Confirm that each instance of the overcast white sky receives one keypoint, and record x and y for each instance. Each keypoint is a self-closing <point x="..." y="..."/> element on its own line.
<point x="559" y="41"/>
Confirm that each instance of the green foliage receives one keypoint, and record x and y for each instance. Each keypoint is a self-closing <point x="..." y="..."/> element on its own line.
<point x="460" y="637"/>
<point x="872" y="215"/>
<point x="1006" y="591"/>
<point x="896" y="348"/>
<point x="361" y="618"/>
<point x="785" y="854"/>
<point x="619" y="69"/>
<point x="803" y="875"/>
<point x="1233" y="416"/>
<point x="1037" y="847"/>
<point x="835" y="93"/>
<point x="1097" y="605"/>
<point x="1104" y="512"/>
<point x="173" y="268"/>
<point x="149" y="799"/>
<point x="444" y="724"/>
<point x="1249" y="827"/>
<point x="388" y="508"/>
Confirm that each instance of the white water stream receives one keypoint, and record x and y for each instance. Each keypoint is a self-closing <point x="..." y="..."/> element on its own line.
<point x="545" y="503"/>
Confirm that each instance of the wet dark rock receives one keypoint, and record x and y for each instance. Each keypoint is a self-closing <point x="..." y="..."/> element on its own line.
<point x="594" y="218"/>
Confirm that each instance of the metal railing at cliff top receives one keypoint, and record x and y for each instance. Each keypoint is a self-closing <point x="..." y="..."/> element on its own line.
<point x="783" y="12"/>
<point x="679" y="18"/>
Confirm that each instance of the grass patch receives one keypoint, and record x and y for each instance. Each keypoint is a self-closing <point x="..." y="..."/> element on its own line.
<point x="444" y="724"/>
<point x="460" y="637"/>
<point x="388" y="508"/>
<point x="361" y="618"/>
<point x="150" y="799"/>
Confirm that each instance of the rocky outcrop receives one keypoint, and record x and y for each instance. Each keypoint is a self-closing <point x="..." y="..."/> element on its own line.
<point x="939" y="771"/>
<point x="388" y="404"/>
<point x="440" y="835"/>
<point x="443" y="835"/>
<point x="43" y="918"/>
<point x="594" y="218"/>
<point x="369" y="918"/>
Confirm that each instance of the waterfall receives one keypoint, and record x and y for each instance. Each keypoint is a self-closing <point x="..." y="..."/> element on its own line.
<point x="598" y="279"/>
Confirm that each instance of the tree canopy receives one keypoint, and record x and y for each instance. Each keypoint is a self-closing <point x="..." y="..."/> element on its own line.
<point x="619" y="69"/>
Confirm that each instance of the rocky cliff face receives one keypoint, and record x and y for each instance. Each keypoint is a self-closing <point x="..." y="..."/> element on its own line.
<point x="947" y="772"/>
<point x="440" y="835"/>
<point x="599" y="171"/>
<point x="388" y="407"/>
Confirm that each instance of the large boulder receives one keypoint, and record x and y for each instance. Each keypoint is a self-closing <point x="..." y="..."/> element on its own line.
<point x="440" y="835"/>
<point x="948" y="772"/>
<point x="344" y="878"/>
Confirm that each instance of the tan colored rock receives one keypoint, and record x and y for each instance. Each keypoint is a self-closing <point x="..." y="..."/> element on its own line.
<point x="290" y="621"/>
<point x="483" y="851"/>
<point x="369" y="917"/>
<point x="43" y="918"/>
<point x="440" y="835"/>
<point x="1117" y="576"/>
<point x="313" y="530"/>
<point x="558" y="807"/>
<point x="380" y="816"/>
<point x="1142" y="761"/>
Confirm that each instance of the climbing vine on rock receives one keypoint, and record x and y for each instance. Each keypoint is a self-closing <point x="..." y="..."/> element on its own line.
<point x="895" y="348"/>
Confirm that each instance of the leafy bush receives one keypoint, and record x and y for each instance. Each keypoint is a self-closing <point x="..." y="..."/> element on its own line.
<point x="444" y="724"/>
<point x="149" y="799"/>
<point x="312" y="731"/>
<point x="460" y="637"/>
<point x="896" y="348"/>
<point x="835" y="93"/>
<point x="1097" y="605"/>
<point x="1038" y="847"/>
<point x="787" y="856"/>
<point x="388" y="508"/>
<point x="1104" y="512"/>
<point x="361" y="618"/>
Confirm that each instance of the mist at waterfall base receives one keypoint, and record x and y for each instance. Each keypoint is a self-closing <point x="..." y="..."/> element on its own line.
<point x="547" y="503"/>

§ **TASK PROMPT**: What do the records say? Quote them all exactly.

§ **ANSWER FOR THIS EXERCISE**:
Confirm that each instance of the overcast white sky receives one keypoint, and record x and y for each instance. Each keypoint is a self-closing <point x="..." y="..."/> element on its own line.
<point x="559" y="41"/>
Confirm that each instance of the green foliage receives one keypoint, and record x and y for each instance. Each keypoint is a self-closing <point x="..." y="..."/> element on its own line.
<point x="460" y="637"/>
<point x="872" y="215"/>
<point x="1006" y="591"/>
<point x="896" y="348"/>
<point x="361" y="618"/>
<point x="785" y="854"/>
<point x="619" y="69"/>
<point x="803" y="875"/>
<point x="1233" y="416"/>
<point x="1037" y="847"/>
<point x="835" y="93"/>
<point x="1097" y="605"/>
<point x="1104" y="512"/>
<point x="173" y="268"/>
<point x="149" y="799"/>
<point x="444" y="724"/>
<point x="1249" y="827"/>
<point x="388" y="508"/>
Confirm that each instance of the white water stream receives one keypoint, and record x and y for each instance. Each keypoint is a self-closing <point x="..." y="..."/> element on its own line.
<point x="545" y="503"/>
Confirm that each instance of the wet dark rock receives one keypoint, and record x and y for each instance. Each keypoint is a self-closing <point x="..." y="..."/> element on its own line.
<point x="594" y="218"/>
Confirm that each instance of the metal railing at cliff top receives one keypoint, and record x and y for each instance. Each keypoint is a self-closing <point x="..." y="..."/> element on its own line.
<point x="783" y="12"/>
<point x="679" y="18"/>
Confirm that each instance of the grass patch receives one keypoint, and record x and y for each instance. Each keypoint is a self-closing <point x="..." y="..."/> element on its own line.
<point x="444" y="724"/>
<point x="460" y="637"/>
<point x="388" y="508"/>
<point x="361" y="618"/>
<point x="150" y="799"/>
Confirm that each instance of the rocky outcrop receives one keypoint, and record x and y for each instance. Each keypoint is a self-closing <point x="..." y="..."/> element on its own line.
<point x="939" y="771"/>
<point x="388" y="404"/>
<point x="440" y="835"/>
<point x="443" y="835"/>
<point x="43" y="918"/>
<point x="594" y="218"/>
<point x="369" y="918"/>
Confirm that each instance of the waterfall receives one keypoint, and record x and y for each instance. Each keypoint is a self-closing <point x="..." y="..."/> element on its own line.
<point x="598" y="279"/>
Confirm that each instance of the tree canopy receives one keypoint, and record x and y for each instance. Each keypoint is a self-closing <point x="..." y="..."/> element on its own line.
<point x="619" y="69"/>
Confirm that each instance of the rocky cliff face receives one keypoint, and record x and y for each instance. Each keypoint is a self-closing <point x="..." y="..."/> element on its own line.
<point x="947" y="772"/>
<point x="440" y="835"/>
<point x="599" y="171"/>
<point x="388" y="407"/>
Confirm that each instance of the large boulder receives one keypoint, and record x and y for each instance. Each keypoint is a self-closing <point x="..." y="..."/> element on its own line.
<point x="440" y="835"/>
<point x="948" y="772"/>
<point x="344" y="878"/>
Confirm that each instance of the tan colored rock receives one keypoint, and record x and y for each instance. Each keypoint is a self-closing <point x="..." y="..."/> element on its own line.
<point x="290" y="621"/>
<point x="483" y="851"/>
<point x="369" y="917"/>
<point x="43" y="918"/>
<point x="440" y="835"/>
<point x="1117" y="576"/>
<point x="313" y="530"/>
<point x="558" y="807"/>
<point x="380" y="816"/>
<point x="1142" y="761"/>
Confirm that each instance of the climbing vine on rock receives one keypoint, and record x and y for each instance. Each keypoint is a self-closing <point x="..." y="..."/> element on its own line.
<point x="895" y="348"/>
Confirm that each instance of the leafy bush receives one keypoint, and record x and y for each instance. Each keypoint is a self-closing <point x="..." y="..."/> element on its own line.
<point x="444" y="724"/>
<point x="149" y="799"/>
<point x="312" y="731"/>
<point x="460" y="637"/>
<point x="896" y="348"/>
<point x="835" y="93"/>
<point x="1097" y="605"/>
<point x="1038" y="847"/>
<point x="787" y="856"/>
<point x="388" y="508"/>
<point x="1104" y="512"/>
<point x="361" y="618"/>
Confirm that each instance of the mist at waterfall base receives one keypoint, and record x and y for each instance. Each keypoint is a self-closing <point x="..." y="..."/> element on its own line.
<point x="547" y="503"/>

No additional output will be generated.